La Préfecture de police de Paris : un rôle central au coeur des JO 2024

En charge de la mission de conseil, de coordination opérationnelle et de planification pluridisciplinaire au service du préfet de Police, le Commissaire Christophe Delaye, conseiller technique, chef du projet JO 2024 au cabinet du préfet de Police de Paris décrypte l’enjeu de sécurité de ces Jeux de 2024 d’une ampleur et d’une densité hors norme qui se dérouleront dans un futur incertain.

L’équivalent de 41 championnats du monde simultanés !

Maîtriser la densité, la durée et la diversité sont les trois enjeux de sécurité des Jeux. D’une durée globale de 60 à 90 jours (en y incluant les mesures préparatoires et le programme festif), les Jeux olympiques qui se dérouleront en France en 2024 s’étalent sur une période particulièrement longue, du double au triple comparé à l’Euro 2016 qui s’était déroulé sur 31 jours.
# # # # #
_TRAVAIL DEMANDÉ_.
1. Recopiez le texte sur la sécurité des JO 2024 en commençant par « La Préfecture de » et en poursuivant jusqu'à « sur 31 jours. ».
2. Dans le texte sur la sécurité des JO 2024, reformulez sous forme de liste le paragraphe qui débute par « Maîtriser la densité, la durée et la diversité » en conservant ses faits essentiels.
3. Prolongez le texte sur la sécurité des JO 2024 à partir de sa dernière phrase.

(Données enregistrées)
# # # # #
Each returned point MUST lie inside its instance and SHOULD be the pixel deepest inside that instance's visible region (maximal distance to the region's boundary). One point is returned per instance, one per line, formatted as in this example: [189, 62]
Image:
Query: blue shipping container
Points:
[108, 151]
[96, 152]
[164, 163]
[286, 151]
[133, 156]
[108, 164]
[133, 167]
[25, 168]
# # # # #
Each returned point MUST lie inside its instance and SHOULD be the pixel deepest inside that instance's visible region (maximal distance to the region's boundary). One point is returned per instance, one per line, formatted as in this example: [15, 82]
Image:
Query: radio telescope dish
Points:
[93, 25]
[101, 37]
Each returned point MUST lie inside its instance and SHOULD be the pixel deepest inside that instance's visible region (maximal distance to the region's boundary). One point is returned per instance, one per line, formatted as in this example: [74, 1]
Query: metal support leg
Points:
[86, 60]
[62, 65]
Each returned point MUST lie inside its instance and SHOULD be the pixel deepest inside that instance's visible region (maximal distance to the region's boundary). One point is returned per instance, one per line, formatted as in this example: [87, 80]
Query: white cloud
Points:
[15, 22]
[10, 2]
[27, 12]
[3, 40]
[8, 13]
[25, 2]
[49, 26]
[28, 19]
# # # # #
_CORRIGÉ PAR TÂCHE_.
1.
La Préfecture de police de Paris : un rôle central au coeur des JO 2024

En charge de la mission de conseil, de coordination opérationnelle et de planification pluridisciplinaire au service du préfet de Police, le Commissaire Christophe Delaye, conseiller technique, chef du projet JO 2024 au cabinet du préfet de Police de Paris décrypte l’enjeu de sécurité de ces Jeux de 2024 d’une ampleur et d’une densité hors norme qui se dérouleront dans un futur incertain.

L’équivalent de 41 championnats du monde simultanés !

Maîtriser la densité, la durée et la diversité sont les trois enjeux de sécurité des Jeux. D’une durée globale de 60 à 90 jours (en y incluant les mesures préparatoires et le programme festif), les Jeux olympiques qui se dérouleront en France en 2024 s’étalent sur une période particulièrement longue, du double au triple comparé à l’Euro 2016 qui s’était déroulé sur 31 jours.

2.
- Trois enjeux de sécurité des Jeux : maîtriser la densité, la durée et la diversité.
- Jeux olympiques en France en 2024 : durée globale de 60 à 90 jours, mesures préparatoires et programme festif compris.
- Période du double au triple de celle de l'Euro 2016, qui s'était déroulé sur 31 jours.

3.
Après les 17 jours des JO qui débuteront le vendredi 26 juillet, suivra une phase intermédiaire de reconversion de 16 jours avant le début des Jeux Paralympiques qui se termineront le dimanche 08 septembre 2024. Au total ce sont près de 28 disciplines olympiques et 24 disciplines paralympiques qui vont s’enchainer, sans compter l’intégration de disciplines supplémentaires qui seront proposées au CIO fin 2020 soit l’équivalent de 41 championnats du monde se déroulant simultanément ! La maîtrise du caractère hors norme de l’évènement est donc un enjeu majeur qui nécessitera un dimensionnement de la sécurité sans nul autre pareil.

Un dispositif de sécurité étendu

En Ile-de-France, 26 sites olympiques de compétition et 45 sites d’entraînement seront déployés. 80% des sites seront dans un rayon de 10km autour du futur Village Olympique à Saint-Denis, schématiquement répartis sur deux zones : Paris-centre (Le Paris historique) et Grand-Paris (Seine-Saint-Denis). Deux nouvelles constructions verront le jour : un centre aquatique olympique de 15.000 places à Saint-Denis et l’Arena 2 de 8.000 places Porte de la Chapelle à Paris dans le 18e arrondissement.

Outre les zones stratégiques que seront les secteurs du Stade de France-CAO et de la Tour Eiffel-Champ de Mars-Trocadéro, épicentres des Jeux, deux autres objets nécessiteront une attention particulière : le Village Olympique qui hébergera 17.000 athlètes et officiels et le Centre Principal et village des Médias disposant d’une capacité d’hébergement de 1.300 logements qui se trouvera au Parc des Expositions du Bourget (93) pour les 20 à 25.000 journalistes internationaux accrédités.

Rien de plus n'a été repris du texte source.